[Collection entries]
■ ■ ■ ■ ■

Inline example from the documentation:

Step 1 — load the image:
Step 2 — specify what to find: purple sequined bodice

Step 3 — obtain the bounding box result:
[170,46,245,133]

■ ■ ■ ■ ■

# Directive
Reproduce every one of the lines above without any changes.

# Response
Inline example from the documentation:

Step 1 — load the image:
Step 2 — specify what to find: purple sequined bodice

Step 3 — obtain the bounding box result:
[170,46,245,133]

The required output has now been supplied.